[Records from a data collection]
########################################

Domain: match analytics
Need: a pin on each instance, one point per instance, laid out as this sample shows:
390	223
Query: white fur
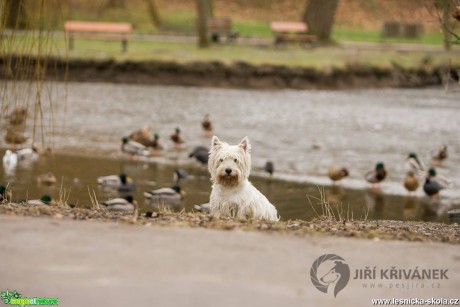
232	194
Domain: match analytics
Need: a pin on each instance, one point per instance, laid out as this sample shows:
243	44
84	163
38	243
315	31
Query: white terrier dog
232	193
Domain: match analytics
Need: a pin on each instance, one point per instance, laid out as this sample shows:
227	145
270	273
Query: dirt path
110	264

########################################

» Set task
Write out all of the data above again, requests included, and shift every point coordinate in the answers by adding 150 to it. Leave the sample coordinates in the requests as they are, and omit the pictures.

» Response to the task
Domain: match analytics
Need: a pin on each instance, one point per instance, laid out as this sample shows:
390	223
Query: white fur
382	344
Domain: match analytics
Need: a pin on each instance, one point per instance, laid out as this sample shows:
243	44
84	163
38	243
315	31
Query: white terrier dog
382	343
Domain: match analytics
Need: a pin on each instance, one point per instance, laid out as this sample shows:
227	145
270	273
Query: dirt path
260	414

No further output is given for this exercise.